PASSAGE PROVIDED ::
Tinkham Chapter 1

Chapter I.

FOLLOWING THE PADRES

The desire for fame, power and wealth is one of the strongest ambitions of individual and nation. And in the last half of the fifteenth century we find the four most powerful kingdoms -- Spain, Russia, France and England -- either through conquest or discovery, seeking new lands.

Spain had come into the possession of the entire Pacific coast, because of the discoveries of Balboa (1513) and Cabrillo (1519). the navigator last named sailed as far north as Cape Mendocino. All nations acknowledged the Spanish claim and her title was undisturbed until 1580. Then the famous English navigator, Sir Francis Drake, claimed all of the land north of San Francisco bay for Elizabeth, his Queen, on account of his explorations. Two years previous Drake sailed into the north Pacific, in his ship, the Golden Hind. He captured many Spanish galleons, as they sailed from Manila to panama, laden with valuable treasure. Having filled his ship with vast wealth, he sailed northward and expected to reach England through the reported northwest passage. The strait of Annan was a myth. Turning southward, he sailed along the California coast, where he discovered and anchored in the bay now known as Drake's bay. He landed and took possession of the soil in the name of England's Queen. While on shore Fletcher, the chaplain, on June 24th, 1579, held divine service. This was the first religious service on the Pacific coast.

The British Queen paid no attention to the new land and Alta (upper) California remained unexplored, almost forgotten, for near tow hundred years.

In the meantime Baja (lower) California had been settled and explored by the Jesuits. They had occupied the peninsula since 1697, but in 1767 they were driven from the soil by the government. The Franciscans were put in full possession of all the missions and Jesuits' property. In the following year (1768) King Phillip learned that the Russians had crossed Behring's straits and were encroaching upon Spanish soil, for Spain claimed all the territory south of the strait of Juan de Fuca.

Immediately the King got busy. He commanded Jose Galvez, the Inspector General of Mexico, to colonize upper California. According to national law, all claimants to land ust occupy the soil. The government could not compel citizens to immigrate to the new land and Galvez sought the assistance of Father Junipero Serra, then president of the California missions. the good padre quickly assented, as he was anxious to carry the gospel banner to the Indians.

In the colonization work it was agreed that the Franciscans were to found the missions, attend to the religious work, and have full control of the Indian converts. The government was to found pueblos (towns), presidios (barracks) and have full charge of the military and the civil power. They were to guard all mission property and, when required, provide a military escort to the friars.

In carrying out so large a work Galvez planned four expeditions to San Diego bay, two overland and two by water. The vessels were to be loaded with agricultural implements, seeds of various kinds, food supplies, and sufficient church furniture to found two missions. The land parties were to take with them cattle and pack animals.

[Named object pointing records]

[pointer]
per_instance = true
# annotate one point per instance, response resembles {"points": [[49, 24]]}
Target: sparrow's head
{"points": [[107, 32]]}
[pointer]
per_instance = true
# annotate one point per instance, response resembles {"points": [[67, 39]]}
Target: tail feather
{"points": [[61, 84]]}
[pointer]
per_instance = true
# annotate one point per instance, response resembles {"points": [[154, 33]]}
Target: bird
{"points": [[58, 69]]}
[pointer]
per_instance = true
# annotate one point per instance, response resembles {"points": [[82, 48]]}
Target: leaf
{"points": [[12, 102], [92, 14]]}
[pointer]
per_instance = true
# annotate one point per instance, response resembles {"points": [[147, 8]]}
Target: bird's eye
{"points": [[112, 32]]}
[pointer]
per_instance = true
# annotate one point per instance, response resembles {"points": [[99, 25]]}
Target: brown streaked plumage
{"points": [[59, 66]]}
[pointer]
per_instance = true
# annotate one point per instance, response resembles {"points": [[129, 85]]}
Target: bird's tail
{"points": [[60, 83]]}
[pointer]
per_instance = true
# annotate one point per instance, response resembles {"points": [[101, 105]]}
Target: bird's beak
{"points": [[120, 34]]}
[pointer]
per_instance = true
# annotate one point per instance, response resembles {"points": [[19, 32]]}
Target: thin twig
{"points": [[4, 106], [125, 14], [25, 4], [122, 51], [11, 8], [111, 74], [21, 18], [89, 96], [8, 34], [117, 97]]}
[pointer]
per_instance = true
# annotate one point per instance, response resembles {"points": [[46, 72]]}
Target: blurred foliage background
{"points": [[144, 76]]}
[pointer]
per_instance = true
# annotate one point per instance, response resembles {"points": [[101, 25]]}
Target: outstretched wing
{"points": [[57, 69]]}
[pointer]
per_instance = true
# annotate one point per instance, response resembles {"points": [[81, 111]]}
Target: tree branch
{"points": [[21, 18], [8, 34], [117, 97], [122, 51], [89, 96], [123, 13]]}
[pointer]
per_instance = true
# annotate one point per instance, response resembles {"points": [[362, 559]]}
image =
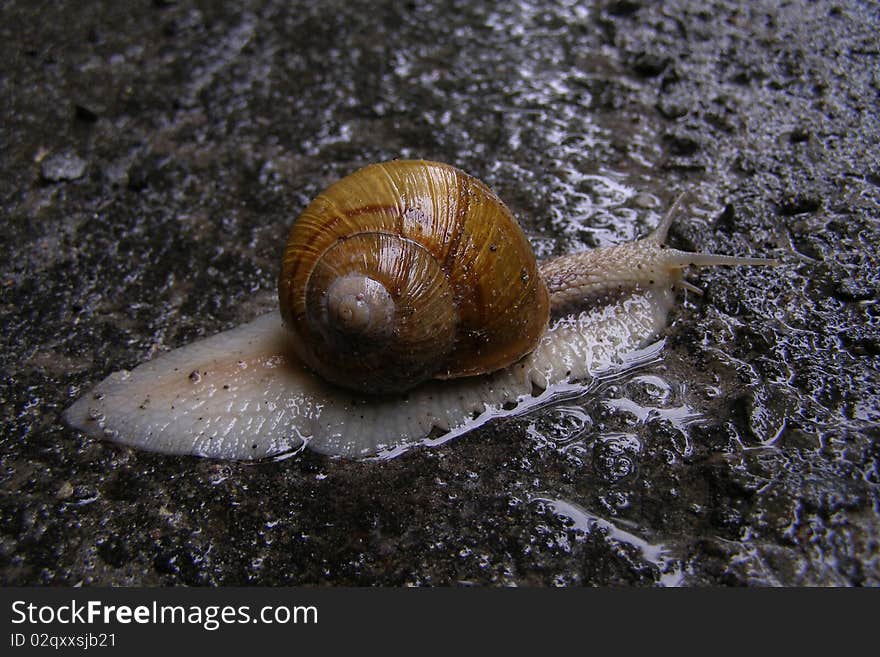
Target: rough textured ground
{"points": [[154, 155]]}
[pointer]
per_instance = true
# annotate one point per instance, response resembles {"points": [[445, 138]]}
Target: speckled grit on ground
{"points": [[155, 153]]}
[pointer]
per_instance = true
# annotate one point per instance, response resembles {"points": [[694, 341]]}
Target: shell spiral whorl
{"points": [[409, 270]]}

WHAT TO WORK ON ::
Answer these questions from the chapter on following the padres:
1. Who held divine service on shore on June 24th, 1579?
2. In what year were the Jesuits driven from Baja California?
3. How many expeditions to San Diego bay did Galvez plan, and how were they divided?
The records have no connection to the text.

OUTPUT OF THE EXERCISE ::
1. Fletcher, the chaplain.
2. 1767.
3. Four, two overland and two by water.